== TASK GOAL ==
Out of the entries that follow, copy each line containing "hair".
SOURCE RECORDS START
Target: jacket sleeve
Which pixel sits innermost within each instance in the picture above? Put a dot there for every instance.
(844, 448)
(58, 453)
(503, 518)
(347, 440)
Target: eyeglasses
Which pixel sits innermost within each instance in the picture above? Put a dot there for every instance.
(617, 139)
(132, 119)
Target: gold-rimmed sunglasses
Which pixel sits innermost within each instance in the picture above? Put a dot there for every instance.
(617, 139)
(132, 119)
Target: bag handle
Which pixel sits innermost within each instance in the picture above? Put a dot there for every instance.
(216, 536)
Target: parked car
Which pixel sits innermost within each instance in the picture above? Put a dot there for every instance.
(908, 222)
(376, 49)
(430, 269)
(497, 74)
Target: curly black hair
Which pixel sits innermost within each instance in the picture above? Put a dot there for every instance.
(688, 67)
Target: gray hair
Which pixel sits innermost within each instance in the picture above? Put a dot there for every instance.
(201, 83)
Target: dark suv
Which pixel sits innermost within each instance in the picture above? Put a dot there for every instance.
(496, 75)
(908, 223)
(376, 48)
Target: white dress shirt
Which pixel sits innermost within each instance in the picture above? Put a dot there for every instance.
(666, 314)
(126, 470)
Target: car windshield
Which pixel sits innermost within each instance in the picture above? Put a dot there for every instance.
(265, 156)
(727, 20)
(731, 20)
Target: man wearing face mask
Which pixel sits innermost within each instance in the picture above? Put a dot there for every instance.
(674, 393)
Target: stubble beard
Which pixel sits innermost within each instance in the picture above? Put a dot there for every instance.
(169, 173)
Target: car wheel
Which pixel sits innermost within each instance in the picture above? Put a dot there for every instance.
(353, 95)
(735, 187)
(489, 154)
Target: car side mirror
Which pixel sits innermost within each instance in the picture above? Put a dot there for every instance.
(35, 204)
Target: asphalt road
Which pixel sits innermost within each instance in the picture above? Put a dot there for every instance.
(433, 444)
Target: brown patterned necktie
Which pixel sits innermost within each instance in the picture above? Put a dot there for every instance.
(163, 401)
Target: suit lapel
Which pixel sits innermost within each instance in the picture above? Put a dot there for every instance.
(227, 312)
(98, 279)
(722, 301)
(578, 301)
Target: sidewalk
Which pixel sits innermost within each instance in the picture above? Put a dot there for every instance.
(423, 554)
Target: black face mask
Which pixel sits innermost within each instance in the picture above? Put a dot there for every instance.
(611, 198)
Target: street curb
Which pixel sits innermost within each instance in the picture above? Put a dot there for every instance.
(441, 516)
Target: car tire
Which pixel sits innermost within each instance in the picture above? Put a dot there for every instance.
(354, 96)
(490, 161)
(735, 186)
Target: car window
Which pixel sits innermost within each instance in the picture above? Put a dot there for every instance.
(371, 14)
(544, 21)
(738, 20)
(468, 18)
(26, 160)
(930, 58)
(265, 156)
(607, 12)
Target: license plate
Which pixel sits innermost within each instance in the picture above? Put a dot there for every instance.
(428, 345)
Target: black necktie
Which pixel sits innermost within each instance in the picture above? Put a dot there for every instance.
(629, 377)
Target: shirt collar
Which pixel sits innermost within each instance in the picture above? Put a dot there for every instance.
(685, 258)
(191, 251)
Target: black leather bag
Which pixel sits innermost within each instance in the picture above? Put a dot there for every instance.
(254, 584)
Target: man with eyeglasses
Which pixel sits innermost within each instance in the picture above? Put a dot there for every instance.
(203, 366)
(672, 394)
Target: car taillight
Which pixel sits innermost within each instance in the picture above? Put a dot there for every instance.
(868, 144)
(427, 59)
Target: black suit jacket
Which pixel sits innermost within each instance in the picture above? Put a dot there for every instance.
SOURCE RECORDS END
== SOLUTION FOR THIS EXERCISE ==
Target: curly black hair
Target: gray hair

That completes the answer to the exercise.